• **Tasks**
**1.** Summarize the article on the Royal Devon health trust's cost cutting in two sentences.
**2.** In the article on the Royal Devon health trust's cost cutting, reproduce the passage from "Mr Higginson added" up to and including "technology at home.", switching "clinicians" to "medical staff".

• **Provided text**
━━━

More than 500 health workers at an Exeter-based health trust have put themselves forward for voluntary redundancy amid efforts by bosses to cut costs.
The Royal Devon University Healthcare (RDUH) NHS Foundation Trust needs to save around £80 million this year to breakeven, which is is trying to achieve through savings and staff cuts.
Sam Higginson, the chief executive of the trust, told a committee that the organisation had been targeting a staff reduction of just under 2 per cent – equivalent to about 300-400 members of staff from Exeter, East Devon and North Devon.
However, he told Devon County Council’s health and adult care scrutiny committee (Monday 22 June) that more than 500 staff had applied for voluntary redundancy.
“We’ve just closed the process for applications and now we are working through them to understand where we can support them and where we can’t because of the need to run clinical services,” Mr Higginson told the committee, chaired by Councillor Jess Bailey (Independent, Otter Valley).
The RDUH was formed in 2022 by the merger of the Royal Devon and Exeter NHS Foundation Trust and Northern Devon Healthcare NHS Trust, and is understood to employ around 15,000 people, according to its website, making it the largest employer in Devon.
It provides services for more than 615,000 people across more than 2,000 square miles of the county.
The efforts to save money by the trust are set amid a broader effort by Devon’s health service, which also includes the Torbay and South Devon NHS Foundation Trust and the Integrated Care Board (ICB), to rein in spending and make itself more efficient.
A report showed that the Devon health service suffered a £64.3 million deficit just in the 2025/26 financial year, and that was after receiving nearly £27 million in deficit support funding from central government.
That means its cumulative deficit was £286 million at the end of the last financial year.
Mr Higginson said for his trust, around 84 per cent of its targeted savings for this financial year had been identified, and that he had been “challenged” to identify the remaining portion within the next few weeks.
“The financial problems are a symptom of not providing services in the best way possible, not the cause,” he said.
Mr Higginson added that the “national direction of travel” was to move more services out of hospitals and into neighbourhoods and communities so that “more services can be delivered closer to home”.
Mr Higginson also stated that the trust was trying to harness technology to move some services from “analogue to digital”.
This included clinicians using AI to take patient notes, speeding up that process, through to creating ‘virtual wards’ whereby outpatients can be monitored by wearable technology at home.
There is also a push, he told the committee, to ensure that patients can more readily be discharged from hospital, because he reckoned up to a fifth of hospital beds (15-20 per cent) in his trust were being occupied by individuals who were actually fit enough to be sent home or to community-based care.
Devon County Council and the NHS are working with an external consultancy called Newton, which is helping the organisations find ways of improving hospital discharges and tackling other issues in adult social care.

━━━

• **Stored data entries**

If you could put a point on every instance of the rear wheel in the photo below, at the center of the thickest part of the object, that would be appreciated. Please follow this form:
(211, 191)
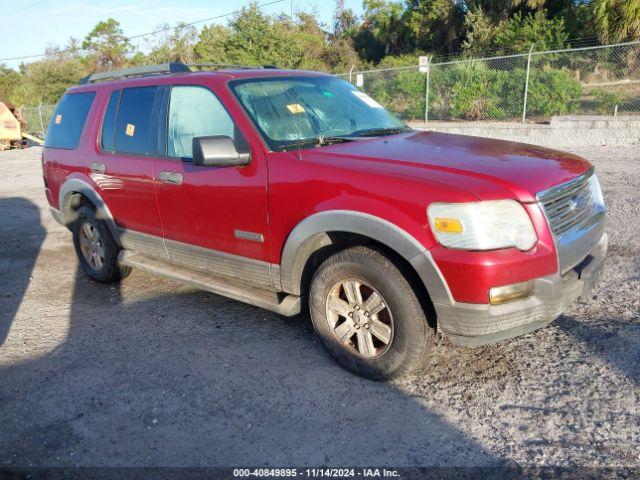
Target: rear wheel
(368, 316)
(96, 248)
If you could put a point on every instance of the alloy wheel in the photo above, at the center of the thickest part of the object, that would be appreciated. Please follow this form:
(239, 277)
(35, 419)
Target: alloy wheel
(360, 318)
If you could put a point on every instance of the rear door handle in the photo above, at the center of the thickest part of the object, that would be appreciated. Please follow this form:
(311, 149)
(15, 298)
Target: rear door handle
(174, 178)
(97, 167)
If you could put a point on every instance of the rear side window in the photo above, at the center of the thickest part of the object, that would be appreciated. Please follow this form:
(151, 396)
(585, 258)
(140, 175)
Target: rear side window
(134, 132)
(108, 137)
(68, 120)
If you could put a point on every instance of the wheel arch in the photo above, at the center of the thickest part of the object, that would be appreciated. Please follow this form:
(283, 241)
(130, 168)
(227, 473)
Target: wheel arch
(72, 196)
(326, 231)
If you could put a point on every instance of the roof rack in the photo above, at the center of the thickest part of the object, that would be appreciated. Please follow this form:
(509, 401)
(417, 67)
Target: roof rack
(173, 67)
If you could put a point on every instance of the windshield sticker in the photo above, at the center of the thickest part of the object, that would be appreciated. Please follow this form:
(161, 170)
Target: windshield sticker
(366, 99)
(295, 108)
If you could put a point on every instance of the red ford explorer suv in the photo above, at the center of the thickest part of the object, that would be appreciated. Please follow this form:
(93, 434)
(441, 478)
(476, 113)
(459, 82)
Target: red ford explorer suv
(284, 189)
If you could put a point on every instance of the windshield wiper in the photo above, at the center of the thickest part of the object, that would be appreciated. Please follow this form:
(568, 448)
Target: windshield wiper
(379, 132)
(315, 142)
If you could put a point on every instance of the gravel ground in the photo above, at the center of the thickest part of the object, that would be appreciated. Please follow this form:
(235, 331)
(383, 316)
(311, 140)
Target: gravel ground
(152, 373)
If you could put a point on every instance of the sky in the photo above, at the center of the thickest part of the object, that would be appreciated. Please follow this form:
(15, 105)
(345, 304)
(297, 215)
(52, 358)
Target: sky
(29, 26)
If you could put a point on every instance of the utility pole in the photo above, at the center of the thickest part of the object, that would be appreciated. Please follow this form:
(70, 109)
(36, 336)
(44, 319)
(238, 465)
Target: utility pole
(526, 85)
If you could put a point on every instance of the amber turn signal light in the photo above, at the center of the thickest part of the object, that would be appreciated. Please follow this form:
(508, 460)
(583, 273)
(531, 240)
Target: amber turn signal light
(509, 293)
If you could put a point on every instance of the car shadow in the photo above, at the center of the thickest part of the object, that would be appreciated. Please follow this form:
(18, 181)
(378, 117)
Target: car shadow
(154, 374)
(18, 252)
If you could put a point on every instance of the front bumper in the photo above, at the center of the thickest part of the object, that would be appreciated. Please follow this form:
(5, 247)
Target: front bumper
(470, 325)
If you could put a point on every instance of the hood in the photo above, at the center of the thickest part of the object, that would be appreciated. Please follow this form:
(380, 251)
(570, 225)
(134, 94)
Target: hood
(487, 168)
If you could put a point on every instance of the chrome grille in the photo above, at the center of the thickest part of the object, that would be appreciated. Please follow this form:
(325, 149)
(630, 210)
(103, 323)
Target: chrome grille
(570, 205)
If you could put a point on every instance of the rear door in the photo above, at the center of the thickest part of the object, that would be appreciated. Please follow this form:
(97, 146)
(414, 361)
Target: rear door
(214, 218)
(123, 167)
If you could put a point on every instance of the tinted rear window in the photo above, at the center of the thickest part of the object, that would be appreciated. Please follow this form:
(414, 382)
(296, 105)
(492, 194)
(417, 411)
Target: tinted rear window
(68, 120)
(108, 137)
(134, 133)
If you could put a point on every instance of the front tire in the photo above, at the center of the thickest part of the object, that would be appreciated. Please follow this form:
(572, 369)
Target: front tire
(96, 249)
(368, 316)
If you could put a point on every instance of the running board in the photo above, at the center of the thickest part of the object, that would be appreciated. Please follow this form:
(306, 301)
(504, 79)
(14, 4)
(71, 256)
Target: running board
(284, 304)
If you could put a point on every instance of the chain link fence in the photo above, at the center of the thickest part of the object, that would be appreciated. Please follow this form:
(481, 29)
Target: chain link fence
(603, 80)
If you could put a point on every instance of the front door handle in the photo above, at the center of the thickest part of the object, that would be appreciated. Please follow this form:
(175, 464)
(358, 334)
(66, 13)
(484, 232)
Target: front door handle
(97, 167)
(174, 178)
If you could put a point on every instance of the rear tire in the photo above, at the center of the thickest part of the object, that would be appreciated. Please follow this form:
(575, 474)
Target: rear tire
(368, 316)
(96, 249)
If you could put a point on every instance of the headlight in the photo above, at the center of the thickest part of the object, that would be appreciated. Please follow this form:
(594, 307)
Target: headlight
(482, 225)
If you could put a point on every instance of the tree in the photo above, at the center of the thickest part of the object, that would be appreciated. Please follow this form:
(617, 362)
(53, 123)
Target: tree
(172, 44)
(9, 80)
(514, 35)
(383, 30)
(617, 20)
(435, 25)
(253, 38)
(107, 46)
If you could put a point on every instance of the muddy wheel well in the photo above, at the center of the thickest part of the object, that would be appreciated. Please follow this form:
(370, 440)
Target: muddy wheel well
(74, 201)
(343, 240)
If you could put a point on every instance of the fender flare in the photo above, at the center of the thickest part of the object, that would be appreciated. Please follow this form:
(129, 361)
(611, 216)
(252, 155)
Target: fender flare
(312, 233)
(75, 185)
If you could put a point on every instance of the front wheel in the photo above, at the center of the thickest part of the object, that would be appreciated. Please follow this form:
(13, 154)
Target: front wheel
(368, 316)
(96, 249)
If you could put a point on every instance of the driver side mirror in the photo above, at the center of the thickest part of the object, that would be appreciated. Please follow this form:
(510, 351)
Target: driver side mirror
(219, 151)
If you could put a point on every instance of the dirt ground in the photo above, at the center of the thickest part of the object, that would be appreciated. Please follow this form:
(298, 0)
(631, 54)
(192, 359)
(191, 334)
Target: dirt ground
(152, 373)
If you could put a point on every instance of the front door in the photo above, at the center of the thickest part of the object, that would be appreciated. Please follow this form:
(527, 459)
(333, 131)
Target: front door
(214, 218)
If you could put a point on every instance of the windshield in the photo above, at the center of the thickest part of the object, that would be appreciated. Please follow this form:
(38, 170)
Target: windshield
(292, 111)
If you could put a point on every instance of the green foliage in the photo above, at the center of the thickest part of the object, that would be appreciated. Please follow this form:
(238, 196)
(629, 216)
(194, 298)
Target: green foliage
(253, 38)
(606, 102)
(171, 44)
(45, 81)
(617, 20)
(474, 91)
(552, 92)
(514, 35)
(107, 46)
(9, 80)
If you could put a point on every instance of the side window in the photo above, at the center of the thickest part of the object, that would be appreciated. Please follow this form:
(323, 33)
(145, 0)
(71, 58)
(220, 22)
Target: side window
(108, 137)
(134, 132)
(194, 112)
(68, 120)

━━━

• **Your responses**
**1.** More than 500 staff at the Royal Devon University Healthcare NHS Foundation Trust, which needs to save around £80 million this year to break even, have applied for voluntary redundancy against a targeted reduction of about 300-400 staff. Chief executive Sam Higginson told a county council committee that the trust is also moving services closer to home, using technology, and pushing to discharge patients who are fit to leave hospital.

**2.**
Mr Higginson added that the “national direction of travel” was to move more services out of hospitals and into neighbourhoods and communities so that “more services can be delivered closer to home”.
Mr Higginson also stated that the trust was trying to harness technology to move some services from “analogue to digital”.
This included medical staff using AI to take patient notes, speeding up that process, through to creating ‘virtual wards’ whereby outpatients can be monitored by wearable technology at home.